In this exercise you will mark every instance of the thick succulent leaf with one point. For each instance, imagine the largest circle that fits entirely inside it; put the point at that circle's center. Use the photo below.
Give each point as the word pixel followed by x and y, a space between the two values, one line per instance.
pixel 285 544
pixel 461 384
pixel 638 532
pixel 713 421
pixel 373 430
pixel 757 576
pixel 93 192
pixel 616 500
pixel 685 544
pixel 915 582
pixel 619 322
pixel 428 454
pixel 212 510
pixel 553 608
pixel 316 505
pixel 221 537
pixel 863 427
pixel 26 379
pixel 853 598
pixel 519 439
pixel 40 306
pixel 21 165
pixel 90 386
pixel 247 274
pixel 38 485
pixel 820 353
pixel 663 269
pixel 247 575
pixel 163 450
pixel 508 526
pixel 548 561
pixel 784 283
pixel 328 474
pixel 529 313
• • • • •
- [Aim]:
Rewrite all of the material above with "succulent leaf" swapped for "fleshy leaf", leaving everything else as it is.

- [Exercise output]:
In this exercise you will mark every instance of the thick fleshy leaf with one point. For each instance, imagine the largest circle that fits entirely inside it; put the point at that circle's center. Use the photo below.
Give each point as the word pixel followed by x and y, a space between the two values, one line per instance.
pixel 285 544
pixel 461 384
pixel 638 532
pixel 713 421
pixel 373 430
pixel 757 576
pixel 93 192
pixel 616 500
pixel 685 544
pixel 915 582
pixel 619 322
pixel 428 454
pixel 212 510
pixel 553 608
pixel 316 505
pixel 221 537
pixel 863 427
pixel 26 379
pixel 853 598
pixel 519 439
pixel 40 306
pixel 21 165
pixel 90 386
pixel 247 274
pixel 38 485
pixel 820 353
pixel 663 269
pixel 247 575
pixel 163 450
pixel 508 526
pixel 548 561
pixel 784 283
pixel 328 474
pixel 529 313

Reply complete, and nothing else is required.